====== Texte extrait
Le changement, c’est tout le temps?

«Changer de travail tous les 3 ans!», «Comment innover au quotidien?». Peut-être êtes-vous également frappés par cette exigence quotidiennement rappelée de se mettre – ou se remettre – sur le chemin du changement? Et peut-être êtes-vous également interpellés à quel point tout le monde semble innover de la même manière ou du moins être vivement encouragé à le faire: «Le management / le marketing de soi», «Organiser la créativité», etc.

Ainsi donc, la continuité, la durée, les routines seraient néfastes à notre épanouissement et à l’évolution du monde? Pourtant, à y regarder de plus près, changer constamment, ne serait-ce pas le chemin le plus sûr pour ne rien changer? Le changement a besoin de la permanence, comme la nuit a besoin du jour. Et le changement constant n’est au fond rien d’autre qu’une forme de permanence. «Plus ça change, plus c’est la même chose» soulignaient – déjà au siècle dernier! – les célèbres thérapeutes de Palo Alto1.

Ils relevaient aussi que le changement, au sens de transformation, repose sur l’inattendu, la surprise, une forme de rupture. Soit un détail auquel on n’avait pas pensé ou qu’on ne voyait pas sous cet angle. Si David terrasse Goliath, c’est justement parce que ce n’est pas un grand guerrier. Sur ce terrain Goliath n’avait pas d’adversaire. Mais Goliath n’était pas berger et il ne se doutait pas du potentiel d’un banal lance-pierres. De même, un processus qui obéit  à des règles de changement ou qui «organise la créativité», aurait peu de chances d’aboutir à la métamorphose qui change la chenille en papillon. Quelle drôle d’idée! Et que penserait-on de cette merveille, si tous les 3 jours la chenille se transformait en autre chose: une coccinelle, une libellule, une abeille, un moineau? La beauté et le mystère de cette métamorphose ne valent-elles pas toute une vie?
============
====== Extrait de données
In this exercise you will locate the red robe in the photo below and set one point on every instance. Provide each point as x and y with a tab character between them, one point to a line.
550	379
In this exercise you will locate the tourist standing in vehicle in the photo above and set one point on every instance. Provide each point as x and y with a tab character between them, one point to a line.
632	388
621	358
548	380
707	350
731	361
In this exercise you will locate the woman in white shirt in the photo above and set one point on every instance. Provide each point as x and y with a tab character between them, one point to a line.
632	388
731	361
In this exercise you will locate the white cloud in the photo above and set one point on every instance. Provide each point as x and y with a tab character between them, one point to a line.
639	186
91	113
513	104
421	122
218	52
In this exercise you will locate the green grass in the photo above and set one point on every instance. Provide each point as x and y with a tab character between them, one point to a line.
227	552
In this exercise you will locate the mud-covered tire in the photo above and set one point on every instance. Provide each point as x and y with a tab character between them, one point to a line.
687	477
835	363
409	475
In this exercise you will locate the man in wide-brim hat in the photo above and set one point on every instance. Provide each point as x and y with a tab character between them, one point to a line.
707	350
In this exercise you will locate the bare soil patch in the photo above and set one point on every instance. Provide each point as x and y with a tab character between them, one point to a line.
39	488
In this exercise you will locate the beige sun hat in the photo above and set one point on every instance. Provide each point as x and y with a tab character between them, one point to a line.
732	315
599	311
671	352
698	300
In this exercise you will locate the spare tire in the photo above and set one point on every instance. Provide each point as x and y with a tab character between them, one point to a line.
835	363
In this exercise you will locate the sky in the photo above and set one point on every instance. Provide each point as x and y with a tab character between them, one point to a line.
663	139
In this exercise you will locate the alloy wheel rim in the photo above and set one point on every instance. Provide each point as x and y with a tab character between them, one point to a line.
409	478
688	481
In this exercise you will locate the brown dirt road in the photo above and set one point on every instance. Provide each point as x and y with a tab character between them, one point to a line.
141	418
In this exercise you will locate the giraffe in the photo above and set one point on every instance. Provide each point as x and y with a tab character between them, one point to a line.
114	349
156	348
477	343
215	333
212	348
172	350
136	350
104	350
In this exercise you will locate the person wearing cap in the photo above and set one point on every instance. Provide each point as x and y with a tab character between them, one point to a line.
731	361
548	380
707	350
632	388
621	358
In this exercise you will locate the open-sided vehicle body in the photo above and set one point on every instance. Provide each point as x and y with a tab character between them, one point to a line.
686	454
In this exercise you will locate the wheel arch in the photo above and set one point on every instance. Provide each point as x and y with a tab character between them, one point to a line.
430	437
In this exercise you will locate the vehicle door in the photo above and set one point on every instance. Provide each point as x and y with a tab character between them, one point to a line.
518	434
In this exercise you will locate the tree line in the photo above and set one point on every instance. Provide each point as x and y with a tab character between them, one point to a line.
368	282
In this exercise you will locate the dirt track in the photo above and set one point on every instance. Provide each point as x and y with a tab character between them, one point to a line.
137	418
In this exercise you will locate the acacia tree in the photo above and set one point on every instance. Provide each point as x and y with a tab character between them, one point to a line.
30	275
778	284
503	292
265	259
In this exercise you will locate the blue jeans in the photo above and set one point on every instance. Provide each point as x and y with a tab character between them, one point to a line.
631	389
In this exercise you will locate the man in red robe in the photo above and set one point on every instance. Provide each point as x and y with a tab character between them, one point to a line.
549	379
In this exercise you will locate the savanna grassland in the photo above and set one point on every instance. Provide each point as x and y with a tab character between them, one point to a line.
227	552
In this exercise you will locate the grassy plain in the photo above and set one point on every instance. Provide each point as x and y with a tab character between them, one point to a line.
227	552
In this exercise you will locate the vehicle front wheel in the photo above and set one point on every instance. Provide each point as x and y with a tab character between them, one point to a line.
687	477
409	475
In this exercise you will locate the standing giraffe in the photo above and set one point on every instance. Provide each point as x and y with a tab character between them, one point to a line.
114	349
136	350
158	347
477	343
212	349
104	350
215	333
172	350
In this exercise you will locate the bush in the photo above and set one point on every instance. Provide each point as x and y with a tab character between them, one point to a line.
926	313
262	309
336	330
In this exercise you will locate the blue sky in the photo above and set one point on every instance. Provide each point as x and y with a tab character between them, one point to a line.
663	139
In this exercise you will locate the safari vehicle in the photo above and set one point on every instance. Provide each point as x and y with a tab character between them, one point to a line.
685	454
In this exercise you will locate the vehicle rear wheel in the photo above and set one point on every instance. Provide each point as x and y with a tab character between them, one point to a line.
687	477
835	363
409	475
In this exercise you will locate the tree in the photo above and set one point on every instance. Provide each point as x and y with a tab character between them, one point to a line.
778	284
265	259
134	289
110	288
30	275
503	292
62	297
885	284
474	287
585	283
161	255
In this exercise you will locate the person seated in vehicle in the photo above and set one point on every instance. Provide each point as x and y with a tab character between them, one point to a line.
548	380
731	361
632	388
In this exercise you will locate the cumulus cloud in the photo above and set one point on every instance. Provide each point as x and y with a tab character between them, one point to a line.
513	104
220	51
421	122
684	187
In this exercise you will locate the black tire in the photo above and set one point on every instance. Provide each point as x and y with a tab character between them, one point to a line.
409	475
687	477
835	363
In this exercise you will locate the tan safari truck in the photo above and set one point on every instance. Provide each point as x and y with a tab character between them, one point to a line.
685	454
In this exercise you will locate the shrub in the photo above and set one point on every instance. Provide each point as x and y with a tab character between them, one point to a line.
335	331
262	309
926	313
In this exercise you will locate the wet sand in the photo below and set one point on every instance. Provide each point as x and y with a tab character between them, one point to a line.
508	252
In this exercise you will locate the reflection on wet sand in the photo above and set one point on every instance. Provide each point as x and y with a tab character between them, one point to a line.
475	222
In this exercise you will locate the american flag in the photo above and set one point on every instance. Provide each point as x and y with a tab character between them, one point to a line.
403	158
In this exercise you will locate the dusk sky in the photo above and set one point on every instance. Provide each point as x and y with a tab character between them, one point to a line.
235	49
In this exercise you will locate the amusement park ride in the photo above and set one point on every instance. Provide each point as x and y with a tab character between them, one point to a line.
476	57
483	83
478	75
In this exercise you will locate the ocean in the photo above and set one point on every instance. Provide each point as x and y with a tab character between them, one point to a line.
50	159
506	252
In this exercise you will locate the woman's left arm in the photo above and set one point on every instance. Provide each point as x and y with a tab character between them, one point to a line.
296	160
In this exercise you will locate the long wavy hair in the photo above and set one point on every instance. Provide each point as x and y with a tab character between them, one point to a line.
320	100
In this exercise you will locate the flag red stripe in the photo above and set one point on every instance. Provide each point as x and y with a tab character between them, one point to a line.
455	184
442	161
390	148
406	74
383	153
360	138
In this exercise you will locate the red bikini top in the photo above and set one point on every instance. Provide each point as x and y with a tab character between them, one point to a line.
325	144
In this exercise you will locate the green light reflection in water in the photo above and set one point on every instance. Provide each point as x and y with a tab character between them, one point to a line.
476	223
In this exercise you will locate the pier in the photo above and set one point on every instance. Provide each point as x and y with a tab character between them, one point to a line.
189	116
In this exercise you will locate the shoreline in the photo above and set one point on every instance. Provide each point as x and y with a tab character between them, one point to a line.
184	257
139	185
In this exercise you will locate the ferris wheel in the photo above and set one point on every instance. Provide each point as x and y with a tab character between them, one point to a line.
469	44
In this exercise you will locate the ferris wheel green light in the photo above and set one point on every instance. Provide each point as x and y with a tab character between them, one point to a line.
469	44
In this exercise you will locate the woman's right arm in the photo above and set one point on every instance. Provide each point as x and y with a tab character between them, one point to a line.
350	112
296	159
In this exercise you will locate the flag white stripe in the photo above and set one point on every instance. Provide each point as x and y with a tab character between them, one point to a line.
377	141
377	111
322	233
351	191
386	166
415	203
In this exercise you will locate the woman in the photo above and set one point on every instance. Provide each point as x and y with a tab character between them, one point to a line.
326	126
============
====== Extrait de données
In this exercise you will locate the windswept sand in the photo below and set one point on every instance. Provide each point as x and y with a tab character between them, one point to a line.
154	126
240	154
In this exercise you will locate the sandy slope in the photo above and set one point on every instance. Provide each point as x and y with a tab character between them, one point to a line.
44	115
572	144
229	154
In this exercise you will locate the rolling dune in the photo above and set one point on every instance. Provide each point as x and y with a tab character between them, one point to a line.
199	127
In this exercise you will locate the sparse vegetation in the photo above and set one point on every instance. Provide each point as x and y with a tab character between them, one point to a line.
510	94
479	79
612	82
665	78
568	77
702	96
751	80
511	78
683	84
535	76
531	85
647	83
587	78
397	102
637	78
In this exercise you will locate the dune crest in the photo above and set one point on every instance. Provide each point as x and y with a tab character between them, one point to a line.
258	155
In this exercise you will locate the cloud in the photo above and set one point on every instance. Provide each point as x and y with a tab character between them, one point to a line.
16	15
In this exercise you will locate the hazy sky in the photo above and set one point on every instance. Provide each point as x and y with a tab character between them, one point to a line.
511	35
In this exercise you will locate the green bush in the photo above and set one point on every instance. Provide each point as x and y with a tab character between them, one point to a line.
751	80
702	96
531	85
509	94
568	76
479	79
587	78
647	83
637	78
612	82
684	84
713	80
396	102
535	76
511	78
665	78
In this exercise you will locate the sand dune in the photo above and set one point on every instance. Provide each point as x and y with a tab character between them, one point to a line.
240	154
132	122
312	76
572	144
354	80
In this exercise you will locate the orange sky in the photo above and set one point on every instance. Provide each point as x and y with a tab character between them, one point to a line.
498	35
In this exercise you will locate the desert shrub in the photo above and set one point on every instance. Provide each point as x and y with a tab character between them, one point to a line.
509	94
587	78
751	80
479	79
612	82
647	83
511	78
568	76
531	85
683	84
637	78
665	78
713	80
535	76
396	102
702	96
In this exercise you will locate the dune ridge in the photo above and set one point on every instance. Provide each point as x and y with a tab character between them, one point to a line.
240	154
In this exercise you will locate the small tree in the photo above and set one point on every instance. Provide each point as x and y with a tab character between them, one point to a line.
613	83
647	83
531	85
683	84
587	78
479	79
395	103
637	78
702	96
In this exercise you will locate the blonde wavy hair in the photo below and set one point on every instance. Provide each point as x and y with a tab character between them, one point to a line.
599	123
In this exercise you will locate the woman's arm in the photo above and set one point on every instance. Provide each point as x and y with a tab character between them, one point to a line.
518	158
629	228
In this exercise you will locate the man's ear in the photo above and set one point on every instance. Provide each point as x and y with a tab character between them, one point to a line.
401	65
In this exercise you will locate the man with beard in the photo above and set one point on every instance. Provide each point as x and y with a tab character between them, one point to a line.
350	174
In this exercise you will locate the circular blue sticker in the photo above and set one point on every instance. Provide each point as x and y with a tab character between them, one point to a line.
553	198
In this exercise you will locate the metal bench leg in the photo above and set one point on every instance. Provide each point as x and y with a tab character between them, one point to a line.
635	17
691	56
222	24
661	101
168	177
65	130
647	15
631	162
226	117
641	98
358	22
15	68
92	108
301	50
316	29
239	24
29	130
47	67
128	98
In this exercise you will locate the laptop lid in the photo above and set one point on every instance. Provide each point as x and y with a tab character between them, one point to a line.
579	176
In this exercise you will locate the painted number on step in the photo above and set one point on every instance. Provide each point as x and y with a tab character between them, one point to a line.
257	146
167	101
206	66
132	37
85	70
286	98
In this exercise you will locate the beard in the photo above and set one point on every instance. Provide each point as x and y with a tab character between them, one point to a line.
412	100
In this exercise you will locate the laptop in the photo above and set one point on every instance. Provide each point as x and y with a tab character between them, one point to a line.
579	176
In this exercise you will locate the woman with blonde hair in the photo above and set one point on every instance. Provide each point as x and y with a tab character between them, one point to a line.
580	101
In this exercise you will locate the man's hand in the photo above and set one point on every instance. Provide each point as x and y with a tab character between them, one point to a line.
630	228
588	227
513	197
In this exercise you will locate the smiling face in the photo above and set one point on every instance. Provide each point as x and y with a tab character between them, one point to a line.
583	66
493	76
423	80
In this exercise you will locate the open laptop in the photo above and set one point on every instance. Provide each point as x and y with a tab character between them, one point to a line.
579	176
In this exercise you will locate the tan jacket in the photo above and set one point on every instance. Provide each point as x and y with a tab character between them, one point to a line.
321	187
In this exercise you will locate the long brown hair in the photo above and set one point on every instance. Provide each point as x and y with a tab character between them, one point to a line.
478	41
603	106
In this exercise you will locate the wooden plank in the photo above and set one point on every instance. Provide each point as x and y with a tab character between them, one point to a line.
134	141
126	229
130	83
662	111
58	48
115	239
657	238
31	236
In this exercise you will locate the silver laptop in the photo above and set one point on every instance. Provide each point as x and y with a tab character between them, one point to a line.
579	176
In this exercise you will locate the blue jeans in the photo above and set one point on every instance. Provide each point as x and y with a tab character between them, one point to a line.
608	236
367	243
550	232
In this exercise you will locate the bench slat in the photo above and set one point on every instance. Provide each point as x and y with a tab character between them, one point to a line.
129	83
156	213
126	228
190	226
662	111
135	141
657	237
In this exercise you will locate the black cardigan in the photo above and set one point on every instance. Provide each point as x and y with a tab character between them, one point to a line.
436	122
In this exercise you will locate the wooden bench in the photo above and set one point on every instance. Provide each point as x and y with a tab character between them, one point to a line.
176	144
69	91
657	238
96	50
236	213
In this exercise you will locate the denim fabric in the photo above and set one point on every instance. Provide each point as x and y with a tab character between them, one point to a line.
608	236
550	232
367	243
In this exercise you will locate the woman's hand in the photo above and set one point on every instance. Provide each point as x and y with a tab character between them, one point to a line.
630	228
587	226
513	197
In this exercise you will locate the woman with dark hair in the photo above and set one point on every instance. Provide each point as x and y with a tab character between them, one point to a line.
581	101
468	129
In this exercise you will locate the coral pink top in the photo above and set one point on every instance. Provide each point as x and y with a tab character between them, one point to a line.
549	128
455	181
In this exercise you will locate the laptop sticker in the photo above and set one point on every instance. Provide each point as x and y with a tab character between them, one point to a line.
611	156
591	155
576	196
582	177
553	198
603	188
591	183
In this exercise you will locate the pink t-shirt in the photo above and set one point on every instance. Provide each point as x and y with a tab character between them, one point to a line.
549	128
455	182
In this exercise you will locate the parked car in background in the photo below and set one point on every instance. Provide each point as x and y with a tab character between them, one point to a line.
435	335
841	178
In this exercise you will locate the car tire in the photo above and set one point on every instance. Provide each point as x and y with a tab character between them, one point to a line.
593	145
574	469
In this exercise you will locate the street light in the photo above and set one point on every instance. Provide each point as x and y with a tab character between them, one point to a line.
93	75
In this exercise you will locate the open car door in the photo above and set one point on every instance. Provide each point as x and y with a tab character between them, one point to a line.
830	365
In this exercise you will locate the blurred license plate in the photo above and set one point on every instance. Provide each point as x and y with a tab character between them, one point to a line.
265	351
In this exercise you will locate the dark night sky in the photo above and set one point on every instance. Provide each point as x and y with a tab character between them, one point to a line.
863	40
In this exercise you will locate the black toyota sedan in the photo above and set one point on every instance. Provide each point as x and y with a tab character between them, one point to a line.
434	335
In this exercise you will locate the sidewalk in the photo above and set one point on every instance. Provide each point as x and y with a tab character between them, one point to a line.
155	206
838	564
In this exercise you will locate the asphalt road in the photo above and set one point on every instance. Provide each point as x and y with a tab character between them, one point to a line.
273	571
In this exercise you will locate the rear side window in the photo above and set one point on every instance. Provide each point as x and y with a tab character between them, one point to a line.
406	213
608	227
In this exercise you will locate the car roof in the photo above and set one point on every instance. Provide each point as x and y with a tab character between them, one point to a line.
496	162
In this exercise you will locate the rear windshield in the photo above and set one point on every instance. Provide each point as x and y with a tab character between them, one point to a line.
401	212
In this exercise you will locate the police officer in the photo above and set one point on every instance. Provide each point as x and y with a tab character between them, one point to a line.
============
====== Extrait de données
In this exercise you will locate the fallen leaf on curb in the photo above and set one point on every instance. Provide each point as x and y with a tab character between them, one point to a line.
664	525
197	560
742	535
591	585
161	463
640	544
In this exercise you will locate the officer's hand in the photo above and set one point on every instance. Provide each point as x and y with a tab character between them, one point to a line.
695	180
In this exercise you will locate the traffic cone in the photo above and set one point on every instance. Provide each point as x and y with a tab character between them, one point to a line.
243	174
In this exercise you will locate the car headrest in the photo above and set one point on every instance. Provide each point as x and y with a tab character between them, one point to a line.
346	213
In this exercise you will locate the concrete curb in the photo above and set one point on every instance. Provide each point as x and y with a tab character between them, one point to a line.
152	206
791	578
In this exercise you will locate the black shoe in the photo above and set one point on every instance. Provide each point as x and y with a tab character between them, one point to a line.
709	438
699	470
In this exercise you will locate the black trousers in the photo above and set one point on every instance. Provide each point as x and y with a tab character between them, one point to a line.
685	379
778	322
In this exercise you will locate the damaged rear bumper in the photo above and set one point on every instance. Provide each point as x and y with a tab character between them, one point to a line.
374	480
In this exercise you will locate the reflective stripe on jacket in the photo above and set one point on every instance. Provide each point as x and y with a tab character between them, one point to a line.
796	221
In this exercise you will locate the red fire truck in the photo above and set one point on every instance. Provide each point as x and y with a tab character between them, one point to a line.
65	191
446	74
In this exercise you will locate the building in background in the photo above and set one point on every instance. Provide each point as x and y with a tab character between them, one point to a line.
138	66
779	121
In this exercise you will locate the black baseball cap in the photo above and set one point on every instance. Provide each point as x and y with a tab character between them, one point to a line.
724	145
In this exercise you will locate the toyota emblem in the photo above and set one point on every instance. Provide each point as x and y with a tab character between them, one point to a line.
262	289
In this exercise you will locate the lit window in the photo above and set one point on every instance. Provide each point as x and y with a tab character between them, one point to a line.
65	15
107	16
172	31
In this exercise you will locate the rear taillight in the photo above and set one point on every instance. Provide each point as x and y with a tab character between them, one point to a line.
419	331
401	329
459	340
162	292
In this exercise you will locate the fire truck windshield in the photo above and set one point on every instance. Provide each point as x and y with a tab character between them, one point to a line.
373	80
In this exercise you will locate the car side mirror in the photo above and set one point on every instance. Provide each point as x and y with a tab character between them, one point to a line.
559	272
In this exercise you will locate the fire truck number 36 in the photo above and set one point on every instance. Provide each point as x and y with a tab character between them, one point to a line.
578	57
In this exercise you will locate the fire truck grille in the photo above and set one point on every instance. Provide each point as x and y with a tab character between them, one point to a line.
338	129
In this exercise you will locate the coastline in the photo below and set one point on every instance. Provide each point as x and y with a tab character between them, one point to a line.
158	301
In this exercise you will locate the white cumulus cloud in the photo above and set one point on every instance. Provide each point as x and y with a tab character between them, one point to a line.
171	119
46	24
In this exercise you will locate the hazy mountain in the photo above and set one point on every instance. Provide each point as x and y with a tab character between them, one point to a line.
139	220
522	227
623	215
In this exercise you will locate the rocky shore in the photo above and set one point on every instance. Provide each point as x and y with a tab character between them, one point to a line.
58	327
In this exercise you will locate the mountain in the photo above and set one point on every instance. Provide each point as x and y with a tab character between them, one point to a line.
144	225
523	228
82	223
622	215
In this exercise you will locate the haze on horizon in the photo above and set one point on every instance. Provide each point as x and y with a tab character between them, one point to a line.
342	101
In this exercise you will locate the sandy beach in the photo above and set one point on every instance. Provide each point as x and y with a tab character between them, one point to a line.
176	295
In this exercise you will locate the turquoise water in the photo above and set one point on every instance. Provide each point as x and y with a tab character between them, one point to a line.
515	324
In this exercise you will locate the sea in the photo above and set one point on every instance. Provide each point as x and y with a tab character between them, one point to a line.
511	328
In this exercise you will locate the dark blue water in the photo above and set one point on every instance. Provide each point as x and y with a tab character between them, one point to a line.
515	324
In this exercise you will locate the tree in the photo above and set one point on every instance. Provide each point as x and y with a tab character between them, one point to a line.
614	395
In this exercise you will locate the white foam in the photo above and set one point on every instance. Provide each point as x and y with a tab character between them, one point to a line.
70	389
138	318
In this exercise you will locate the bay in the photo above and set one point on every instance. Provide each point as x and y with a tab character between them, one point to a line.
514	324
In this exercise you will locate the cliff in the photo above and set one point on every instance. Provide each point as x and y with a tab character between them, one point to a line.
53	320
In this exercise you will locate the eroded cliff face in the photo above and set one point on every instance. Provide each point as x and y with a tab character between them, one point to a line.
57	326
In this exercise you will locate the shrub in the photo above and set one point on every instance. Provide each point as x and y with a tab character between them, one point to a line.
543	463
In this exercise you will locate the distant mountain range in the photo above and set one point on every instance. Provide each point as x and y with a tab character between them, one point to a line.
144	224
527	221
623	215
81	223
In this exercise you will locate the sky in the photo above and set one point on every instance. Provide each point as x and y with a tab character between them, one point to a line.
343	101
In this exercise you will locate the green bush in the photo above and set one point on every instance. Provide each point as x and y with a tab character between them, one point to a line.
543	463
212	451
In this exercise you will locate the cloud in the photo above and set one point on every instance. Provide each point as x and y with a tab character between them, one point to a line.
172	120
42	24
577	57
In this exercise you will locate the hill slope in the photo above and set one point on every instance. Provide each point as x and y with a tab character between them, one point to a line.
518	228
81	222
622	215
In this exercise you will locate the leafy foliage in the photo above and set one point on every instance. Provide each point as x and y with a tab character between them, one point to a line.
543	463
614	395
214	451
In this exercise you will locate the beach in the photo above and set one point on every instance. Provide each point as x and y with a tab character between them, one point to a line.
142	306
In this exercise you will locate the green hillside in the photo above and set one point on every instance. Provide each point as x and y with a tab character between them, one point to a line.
============
(Description de la tâche) Recopiez à l'identique le passage du texte sur le changement situé entre « Ils relevaient aussi » et « toute une vie? », ces deux segments inclus.

(Réponse)
Ils relevaient aussi que le changement, au sens de transformation, repose sur l’inattendu, la surprise, une forme de rupture. Soit un détail auquel on n’avait pas pensé ou qu’on ne voyait pas sous cet angle. Si David terrasse Goliath, c’est justement parce que ce n’est pas un grand guerrier. Sur ce terrain Goliath n’avait pas d’adversaire. Mais Goliath n’était pas berger et il ne se doutait pas du potentiel d’un banal lance-pierres. De même, un processus qui obéit  à des règles de changement ou qui «organise la créativité», aurait peu de chances d’aboutir à la métamorphose qui change la chenille en papillon. Quelle drôle d’idée! Et que penserait-on de cette merveille, si tous les 3 jours la chenille se transformait en autre chose: une coccinelle, une libellule, une abeille, un moineau? La beauté et le mystère de cette métamorphose ne valent-elles pas toute une vie?